Given request —
Copy each of the following entries word for word, keeping every line as it stands.

Items —
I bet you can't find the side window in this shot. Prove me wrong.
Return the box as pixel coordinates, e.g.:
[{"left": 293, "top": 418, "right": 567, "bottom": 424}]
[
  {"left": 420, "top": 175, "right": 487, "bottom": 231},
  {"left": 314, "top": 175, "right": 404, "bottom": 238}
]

Task result —
I bet you can't find the side window in this shot. Prove me wrong.
Return the box as pixel coordinates, e.g.:
[{"left": 293, "top": 418, "right": 567, "bottom": 424}]
[
  {"left": 420, "top": 175, "right": 487, "bottom": 231},
  {"left": 314, "top": 175, "right": 404, "bottom": 238}
]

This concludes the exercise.